Start Data listing
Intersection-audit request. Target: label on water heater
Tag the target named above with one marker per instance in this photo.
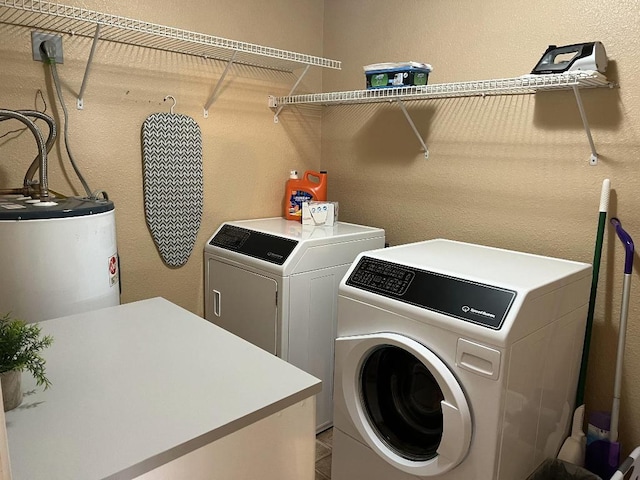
(113, 270)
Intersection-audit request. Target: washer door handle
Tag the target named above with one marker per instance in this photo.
(451, 447)
(217, 300)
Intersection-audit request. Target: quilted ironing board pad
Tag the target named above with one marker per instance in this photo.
(172, 170)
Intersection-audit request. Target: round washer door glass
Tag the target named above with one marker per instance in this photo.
(402, 400)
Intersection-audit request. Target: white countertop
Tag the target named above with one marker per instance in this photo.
(137, 386)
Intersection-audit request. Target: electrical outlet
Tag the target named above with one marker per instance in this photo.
(38, 37)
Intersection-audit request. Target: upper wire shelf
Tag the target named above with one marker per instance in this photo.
(505, 86)
(80, 21)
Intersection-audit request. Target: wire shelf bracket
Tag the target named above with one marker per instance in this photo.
(413, 127)
(82, 22)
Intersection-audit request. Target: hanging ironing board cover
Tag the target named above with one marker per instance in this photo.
(173, 198)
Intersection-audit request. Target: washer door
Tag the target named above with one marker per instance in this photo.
(405, 403)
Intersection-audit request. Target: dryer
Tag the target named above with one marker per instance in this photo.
(274, 282)
(455, 361)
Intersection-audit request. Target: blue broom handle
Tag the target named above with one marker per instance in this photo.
(625, 238)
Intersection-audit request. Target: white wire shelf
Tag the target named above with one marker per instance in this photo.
(527, 84)
(505, 86)
(80, 21)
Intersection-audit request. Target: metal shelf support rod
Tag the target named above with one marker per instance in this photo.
(218, 85)
(85, 79)
(593, 159)
(293, 89)
(413, 127)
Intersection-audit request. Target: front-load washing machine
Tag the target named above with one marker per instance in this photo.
(274, 282)
(455, 361)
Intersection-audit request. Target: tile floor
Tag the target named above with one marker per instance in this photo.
(324, 441)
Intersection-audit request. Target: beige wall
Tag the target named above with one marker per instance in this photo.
(505, 171)
(246, 156)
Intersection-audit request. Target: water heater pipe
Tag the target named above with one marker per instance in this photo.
(42, 148)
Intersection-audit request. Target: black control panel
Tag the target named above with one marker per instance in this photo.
(473, 302)
(264, 246)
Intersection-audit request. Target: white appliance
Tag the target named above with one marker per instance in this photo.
(58, 257)
(274, 283)
(455, 361)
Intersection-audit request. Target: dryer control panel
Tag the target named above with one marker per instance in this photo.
(473, 302)
(264, 246)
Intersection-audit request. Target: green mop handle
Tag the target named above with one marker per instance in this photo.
(602, 220)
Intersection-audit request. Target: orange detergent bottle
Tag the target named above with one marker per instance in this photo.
(312, 186)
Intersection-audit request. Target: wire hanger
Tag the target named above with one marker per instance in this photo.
(174, 101)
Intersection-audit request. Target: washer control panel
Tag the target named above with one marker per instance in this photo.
(473, 302)
(264, 246)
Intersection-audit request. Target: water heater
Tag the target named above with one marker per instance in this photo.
(57, 257)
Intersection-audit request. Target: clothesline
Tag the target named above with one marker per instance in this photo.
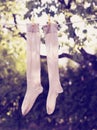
(67, 23)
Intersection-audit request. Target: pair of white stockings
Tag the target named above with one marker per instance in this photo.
(34, 88)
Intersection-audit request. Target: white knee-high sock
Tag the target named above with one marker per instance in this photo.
(34, 87)
(55, 88)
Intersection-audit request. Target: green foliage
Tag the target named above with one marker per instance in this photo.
(76, 106)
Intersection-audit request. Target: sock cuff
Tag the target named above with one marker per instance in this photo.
(32, 28)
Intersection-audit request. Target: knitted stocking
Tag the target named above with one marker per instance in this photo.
(34, 87)
(55, 88)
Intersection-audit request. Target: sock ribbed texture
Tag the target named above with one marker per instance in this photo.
(55, 88)
(34, 88)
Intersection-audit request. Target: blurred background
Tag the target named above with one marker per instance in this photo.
(76, 107)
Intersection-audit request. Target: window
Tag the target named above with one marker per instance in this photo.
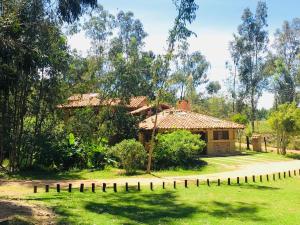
(221, 135)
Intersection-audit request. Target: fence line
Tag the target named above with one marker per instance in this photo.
(208, 183)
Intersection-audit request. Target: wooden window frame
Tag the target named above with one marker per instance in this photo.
(220, 135)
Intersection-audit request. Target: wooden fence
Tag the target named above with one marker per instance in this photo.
(186, 183)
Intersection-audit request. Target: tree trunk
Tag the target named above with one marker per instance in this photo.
(152, 142)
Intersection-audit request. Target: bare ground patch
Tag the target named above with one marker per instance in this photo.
(21, 212)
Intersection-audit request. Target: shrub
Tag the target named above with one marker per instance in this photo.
(179, 148)
(240, 118)
(98, 155)
(131, 154)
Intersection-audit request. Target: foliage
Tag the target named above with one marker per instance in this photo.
(177, 149)
(213, 87)
(240, 118)
(33, 57)
(248, 49)
(191, 71)
(131, 154)
(286, 122)
(283, 65)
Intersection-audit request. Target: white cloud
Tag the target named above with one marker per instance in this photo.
(212, 43)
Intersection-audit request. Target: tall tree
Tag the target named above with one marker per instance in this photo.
(250, 44)
(33, 55)
(213, 87)
(284, 64)
(186, 14)
(191, 70)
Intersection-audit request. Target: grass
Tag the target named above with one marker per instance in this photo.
(274, 202)
(207, 165)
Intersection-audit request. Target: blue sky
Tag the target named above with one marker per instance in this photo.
(216, 21)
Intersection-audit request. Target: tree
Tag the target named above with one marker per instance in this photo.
(284, 64)
(131, 154)
(235, 56)
(33, 57)
(179, 148)
(213, 87)
(250, 45)
(191, 70)
(286, 122)
(122, 68)
(186, 14)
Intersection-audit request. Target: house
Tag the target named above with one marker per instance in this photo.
(137, 106)
(220, 135)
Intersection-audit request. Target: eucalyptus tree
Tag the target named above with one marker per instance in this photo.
(284, 64)
(213, 87)
(250, 45)
(186, 14)
(33, 55)
(191, 70)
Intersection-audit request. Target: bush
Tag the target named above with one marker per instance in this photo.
(131, 154)
(98, 156)
(240, 118)
(179, 148)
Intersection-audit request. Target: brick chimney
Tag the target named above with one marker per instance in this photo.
(184, 105)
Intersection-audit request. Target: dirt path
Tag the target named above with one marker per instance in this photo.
(270, 148)
(26, 187)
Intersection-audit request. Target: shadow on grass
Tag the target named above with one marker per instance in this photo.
(36, 174)
(243, 210)
(150, 208)
(146, 208)
(255, 186)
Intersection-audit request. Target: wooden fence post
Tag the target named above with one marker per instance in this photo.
(248, 142)
(265, 140)
(81, 187)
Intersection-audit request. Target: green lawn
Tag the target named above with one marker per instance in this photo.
(207, 165)
(275, 202)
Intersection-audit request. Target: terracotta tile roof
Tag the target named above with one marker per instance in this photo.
(147, 107)
(179, 119)
(92, 99)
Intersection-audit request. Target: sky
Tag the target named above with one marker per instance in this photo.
(215, 24)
End Data listing
Work to complete: All lines from the one containing "Intersection-audit request. Target: house" through the end of the records, both ends included, are to be quoted exactly; please add nothing else.

Completed task:
Intersection-audit request. Target: house
Tag the target named above with one marker per instance in this photo.
(137, 106)
(220, 135)
Intersection-audit request. Target: eucalyptus tree
Tag the target named above with one marker per instance in this photo.
(284, 64)
(213, 87)
(250, 45)
(186, 14)
(33, 55)
(191, 70)
Intersection-audit request. Target: bush
Tag the target named above with one marker per instance in this photo.
(131, 154)
(98, 156)
(240, 118)
(179, 148)
Intersection-audit request. Target: brick chimney
Tag the target named above with one marker per instance in this photo.
(184, 105)
Intersection-audit request. Target: dirt path
Tag the target named above with one marker per instance in this photo.
(270, 148)
(26, 187)
Intersection-audit request. Target: shadow on grass
Tag the target named above with one marker per instance in this photo.
(36, 174)
(243, 210)
(150, 208)
(146, 208)
(255, 186)
Intersection-audit request. Target: wooden fence post
Tag the target named above with one marker per instance in this photo.
(248, 142)
(265, 140)
(81, 187)
Intersection-audit request. Target: green lawn
Tag the target named above with one marker per instance in this photo.
(207, 165)
(275, 202)
Intersection-audit request. Target: terracotta tile roof
Tag the target named above with one marker per instance in this photo.
(147, 107)
(179, 119)
(92, 99)
Intersection-audit request. Target: sky
Tag the target named above with one marker per instance in this photo.
(215, 24)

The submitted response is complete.